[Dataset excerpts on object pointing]
━━━━━━━━━━

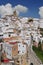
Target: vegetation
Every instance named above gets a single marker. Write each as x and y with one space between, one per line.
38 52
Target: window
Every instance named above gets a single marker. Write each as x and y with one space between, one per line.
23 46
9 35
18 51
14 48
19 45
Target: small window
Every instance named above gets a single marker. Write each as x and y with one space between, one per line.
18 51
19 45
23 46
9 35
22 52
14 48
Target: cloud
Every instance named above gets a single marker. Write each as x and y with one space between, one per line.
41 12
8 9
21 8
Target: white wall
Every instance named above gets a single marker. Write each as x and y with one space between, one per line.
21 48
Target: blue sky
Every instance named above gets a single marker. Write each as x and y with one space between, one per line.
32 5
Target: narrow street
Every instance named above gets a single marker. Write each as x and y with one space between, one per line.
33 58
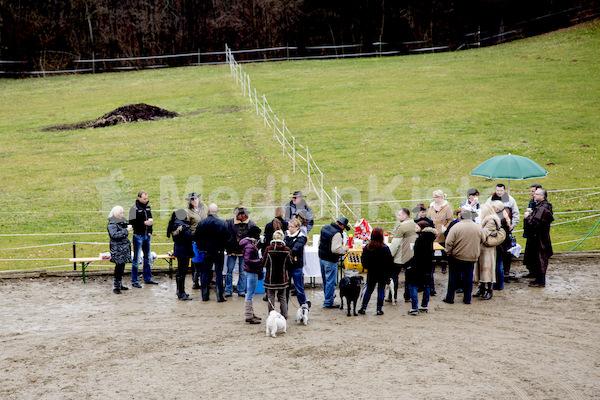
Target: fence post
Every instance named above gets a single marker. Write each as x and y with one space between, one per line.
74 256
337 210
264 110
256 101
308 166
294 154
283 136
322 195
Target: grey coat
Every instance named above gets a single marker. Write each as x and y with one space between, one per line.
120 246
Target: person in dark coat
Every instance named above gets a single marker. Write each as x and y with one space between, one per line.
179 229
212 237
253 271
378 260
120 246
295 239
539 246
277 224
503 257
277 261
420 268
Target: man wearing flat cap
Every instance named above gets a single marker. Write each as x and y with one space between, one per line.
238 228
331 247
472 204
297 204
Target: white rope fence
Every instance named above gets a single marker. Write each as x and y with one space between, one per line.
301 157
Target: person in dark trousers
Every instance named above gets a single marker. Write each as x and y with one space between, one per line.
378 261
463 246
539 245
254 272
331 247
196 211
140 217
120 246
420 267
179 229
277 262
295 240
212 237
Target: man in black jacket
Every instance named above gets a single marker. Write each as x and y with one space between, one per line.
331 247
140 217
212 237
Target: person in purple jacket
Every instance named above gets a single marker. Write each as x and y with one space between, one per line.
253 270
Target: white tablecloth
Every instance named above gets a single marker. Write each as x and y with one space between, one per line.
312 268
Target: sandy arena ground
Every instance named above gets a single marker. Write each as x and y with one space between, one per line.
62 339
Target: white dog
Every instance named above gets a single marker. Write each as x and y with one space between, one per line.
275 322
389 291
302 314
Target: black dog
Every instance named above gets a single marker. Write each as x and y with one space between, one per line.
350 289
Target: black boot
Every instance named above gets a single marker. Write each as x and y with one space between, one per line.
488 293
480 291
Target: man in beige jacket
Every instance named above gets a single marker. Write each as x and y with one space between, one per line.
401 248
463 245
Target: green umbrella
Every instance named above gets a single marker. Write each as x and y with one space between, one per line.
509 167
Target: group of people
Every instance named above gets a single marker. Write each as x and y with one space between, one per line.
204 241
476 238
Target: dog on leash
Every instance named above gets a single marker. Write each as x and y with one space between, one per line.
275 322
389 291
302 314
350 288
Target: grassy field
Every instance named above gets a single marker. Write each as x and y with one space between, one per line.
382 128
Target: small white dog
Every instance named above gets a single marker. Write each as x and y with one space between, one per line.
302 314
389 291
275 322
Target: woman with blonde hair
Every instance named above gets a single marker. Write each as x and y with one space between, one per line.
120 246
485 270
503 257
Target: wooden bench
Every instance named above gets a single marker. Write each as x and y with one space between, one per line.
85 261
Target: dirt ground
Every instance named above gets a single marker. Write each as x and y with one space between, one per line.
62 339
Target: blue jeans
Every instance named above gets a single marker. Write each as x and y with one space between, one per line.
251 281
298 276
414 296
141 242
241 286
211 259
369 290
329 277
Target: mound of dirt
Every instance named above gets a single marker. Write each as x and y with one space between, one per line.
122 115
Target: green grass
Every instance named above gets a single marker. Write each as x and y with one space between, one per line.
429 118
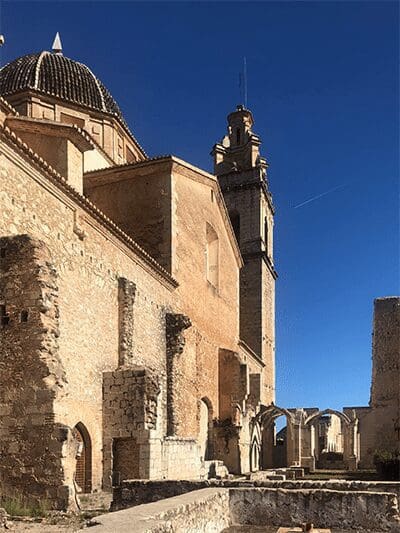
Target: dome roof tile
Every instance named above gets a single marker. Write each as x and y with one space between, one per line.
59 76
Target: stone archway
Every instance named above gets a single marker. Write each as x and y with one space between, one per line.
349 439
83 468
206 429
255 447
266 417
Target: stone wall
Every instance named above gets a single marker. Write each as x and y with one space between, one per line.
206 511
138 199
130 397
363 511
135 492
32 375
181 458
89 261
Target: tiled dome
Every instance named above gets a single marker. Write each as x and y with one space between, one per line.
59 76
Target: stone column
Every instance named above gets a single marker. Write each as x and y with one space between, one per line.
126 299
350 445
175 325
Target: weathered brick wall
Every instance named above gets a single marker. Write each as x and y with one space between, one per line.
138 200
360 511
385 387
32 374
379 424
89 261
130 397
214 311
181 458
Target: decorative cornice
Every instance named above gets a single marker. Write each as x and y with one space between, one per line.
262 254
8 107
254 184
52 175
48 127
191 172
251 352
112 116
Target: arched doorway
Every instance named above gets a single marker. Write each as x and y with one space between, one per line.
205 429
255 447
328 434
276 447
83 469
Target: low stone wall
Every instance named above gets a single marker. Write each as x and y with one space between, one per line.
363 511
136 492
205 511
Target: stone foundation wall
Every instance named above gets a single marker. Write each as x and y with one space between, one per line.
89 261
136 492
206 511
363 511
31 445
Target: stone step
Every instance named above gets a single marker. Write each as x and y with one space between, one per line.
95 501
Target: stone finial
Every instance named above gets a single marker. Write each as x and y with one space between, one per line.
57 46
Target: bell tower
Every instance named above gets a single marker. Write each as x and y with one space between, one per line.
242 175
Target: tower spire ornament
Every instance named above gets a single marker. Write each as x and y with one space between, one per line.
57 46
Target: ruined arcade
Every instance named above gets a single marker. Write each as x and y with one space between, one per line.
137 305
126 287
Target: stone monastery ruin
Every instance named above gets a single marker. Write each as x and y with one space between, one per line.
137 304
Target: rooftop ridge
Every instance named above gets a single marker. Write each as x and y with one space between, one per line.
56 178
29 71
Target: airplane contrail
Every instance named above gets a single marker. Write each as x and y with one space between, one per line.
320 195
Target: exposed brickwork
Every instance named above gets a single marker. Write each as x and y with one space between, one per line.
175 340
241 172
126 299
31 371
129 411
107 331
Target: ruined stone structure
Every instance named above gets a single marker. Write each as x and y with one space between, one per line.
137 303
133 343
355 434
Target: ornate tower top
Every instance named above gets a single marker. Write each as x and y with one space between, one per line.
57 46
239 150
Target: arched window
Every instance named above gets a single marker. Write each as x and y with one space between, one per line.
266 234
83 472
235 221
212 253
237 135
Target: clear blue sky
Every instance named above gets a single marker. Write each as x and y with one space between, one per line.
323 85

━━━━━━━━━━

Convert every one of the entries above into a two-column CSV with the headers "prompt" and "points", giving one row per entry with its text and its answer each in a single quoted field and any line breaks replaced by spaces. Leave the pictures out.

prompt,points
"Target: vegetation Every instance named above gets a single marker. Write each as x and y with one space between, one per line.","38 52"
"Target: window Every instance named above gets a single marker. Write each as x and y with one space between, one per line.","23 46 9 35 18 51 14 48 19 45"
"Target: small window Every instance named above gets a single marker. Write each as x and y with one space between, one per line.","18 51 19 45 23 46 9 35 22 52 14 48"
"Target: cloud Every instance named above gets a single marker. Write each as x and y with one space between, one per line.","41 12 8 9 21 8"
"Target: white wall Every instance named above gets a single marker. Write each as x and y with one space between, one per line.","21 48"
"Target: blue sky Every instance named above gets a single marker. Write each as x and y with one space between, one per line.","32 5"
"Target: narrow street Every instance named above gets a single marker. Write each as x and y with one space between, one per line.","33 58"
"Target: fence post Every instance named above gets a single marker. Write each as x and y with one space between, one per line.","74 256 337 210 264 110 256 101 308 166 294 154 283 136 322 195"
"Target: grey coat Every instance named above gets a single marker. Write each as x and y with one space between, one per line.","120 246"
"Target: person in dark coat Every instance named above gets a single marker. Write each as x and y with one space between, one per line.","179 229 212 237 253 271 378 260 120 246 295 239 539 246 277 224 503 257 277 261 420 268"
"Target: man wearing flat cap Every instance named above gets a single marker. Write each as x and y with one space between, one per line.","238 228 331 247 472 204 297 204"
"Target: white rope fence Every instance named above gets a single marker. Write each as x and y with one space between, one per line.","301 157"
"Target: person in dark trousers Every instance named above gets a single marker. Write each as x and y with one space between, one per line.","378 261 463 246 539 245 254 272 331 247 196 211 140 217 120 246 420 267 179 229 277 262 295 240 212 237"
"Target: man in black jacket Every instance named above gets a single marker. Write each as x and y with one space between, one per line.","331 247 140 217 212 237"
"Target: person in purple jacket Every instance named above gets a single marker. Write each as x and y with one space between, one per line.","253 270"
"Target: white tablecloth Every instance named above gets a single marker. Write each as x and y with one space between, one per line.","312 268"
"Target: sandy arena ground Every instance named above gets a single marker. Write each as x and y with one space between, one per line.","62 339"
"Target: white dog Every instance named above gets a single marker. Write each as x and y with one space between, one per line.","275 322 389 291 302 314"
"Target: black dog Every instance named above gets a single marker. Write each as x and y with one space between, one per line.","350 289"
"Target: black boot Every instance named above gets a single marker. Write each as x and y with one space between, one per line.","488 293 480 291"
"Target: man in beige jacket Every instance named above gets a single marker. Write each as x and y with one space between, one per line.","401 248 463 245"
"Target: green umbrella Every instance named above gets a single marker. Write each as x and y with one space between, one per line.","509 167"
"Target: group of people Every instance named above gets a single marker. Write each as x and y with one space between, one per line.","204 241 476 238"
"Target: dog on leash Every instance named above gets a single marker. Write each as x and y with one space between, one per line.","275 322 389 291 302 314 350 288"
"Target: grassy field Every instance named above gets a single marker. Write each as x and y with one space between, one per line.","382 128"
"Target: small white dog Every instance named above gets a single marker. Write each as x and y with one space between, one per line.","302 314 389 291 275 322"
"Target: woman with blonde hair Every instance named above gets a single marker. Write each as x and y with one space between, one per line.","120 246 485 270 503 257"
"Target: wooden bench Every instance named above gets a single marker. Write each as x and y with one space between, one per line.","85 261"
"Target: dirt ground Every instance named above gets a single marker. Write each as x and y with one space between, one per line.","62 339"
"Target: blue jeans Every instance named above gets a single marker. Write each as x and y with one space between, one per line.","251 281 298 276 414 296 141 242 241 286 211 259 369 290 329 277"
"Target: mound of dirt Every instance named above gets a single marker. Write each as x and y with one space between, one per line.","122 115"
"Target: green grass Every instance named above gets a single marker. Write each as x and y with one space between, one per line.","429 118"
"Target: dome roof tile Every instance named above gets a single marker. Write each as x and y with one space between, one per line.","59 76"
"Target: stone archway Every instance named above gets a single marker. Write each as x and y with one space between, one per line.","349 439 83 468 206 429 255 447 266 417"
"Target: stone wall Every instance named above gets a single marker. Write each as x and y with one space between, one per line.","206 511 138 199 130 397 363 511 135 492 32 375 181 458 89 261"
"Target: tiled dome Every instance named above gets a single marker. Write each as x and y with one space between, one per line.","59 76"
"Target: stone column Every instance named above gets a single marker. Write each as x and y with one space between, one per line.","126 299 350 445 175 325"
"Target: weathered brick wall Every instance named above gets a single marker. Write each as x and y with one space between, one per line.","138 200 360 511 385 387 32 374 379 424 89 261 130 397 214 311 181 458"
"Target: decorative cornice Every instance named above gets a single marker. Write each as x and y with one space between, one per line.","262 254 8 107 254 184 52 175 48 127 191 172 251 352 112 116"
"Target: arched doorway Every instance named above gets a single marker. Write each as x and y with one space between, one per line.","205 429 255 447 328 434 276 447 83 469"
"Target: low stone wall Every instance named above gets a single marker. Write each as x and y with one space between, one per line.","363 511 136 492 205 511"
"Target: stone foundation wall Every instance named above gets a single marker. Write each as x and y with one space between, one per line.","89 261 136 492 206 511 363 511 31 445"
"Target: stone step Every instance named above gets a single marker. Write each as x and y with one space between, one per line.","95 501"
"Target: stone finial Every instance named above gets a single marker. Write each as x and y with one space between, one per line.","57 46"
"Target: bell tower Every instance named above gets a single marker. Write each as x and y with one space between, one per line.","242 175"
"Target: tower spire ornament Every instance named above gets a single marker. Write each as x and y with one space between, one per line.","57 46"
"Target: ruined arcade Every instance named above gets a single marker. Write each as x and y with one space between, one per line.","137 305 126 287"
"Target: stone monastery ruin Every instance named above gets a single marker. Write each as x and y with one space between, one per line.","137 304"
"Target: rooftop ridge Every instance named above gets a single marker. Write each as x and y with one space between, one per line.","56 178 29 71"
"Target: airplane contrail Every instance named above gets a single marker. Write each as x and y with one space between, one per line.","320 195"
"Target: exposed brickwork Every instance named above gets a single marker. Write each as x and y with one space between, one per line.","175 340 241 172 126 299 31 371 129 411 107 331"
"Target: ruined stone structure Every instance named above gets a single marker. Write each as x and y with one space between, one per line.","137 303 133 343 355 434"
"Target: ornate tower top Every instance named above gets a single marker. Write each as x and y with one space between, one per line.","57 46 239 150"
"Target: arched window Every instance named above gets a single marker. Write each as x and y with one space between, one per line.","266 234 83 472 235 221 212 253 237 135"
"Target: clear blue sky Every instance named above gets a single marker. Write each as x and y with one space between, one per line.","323 85"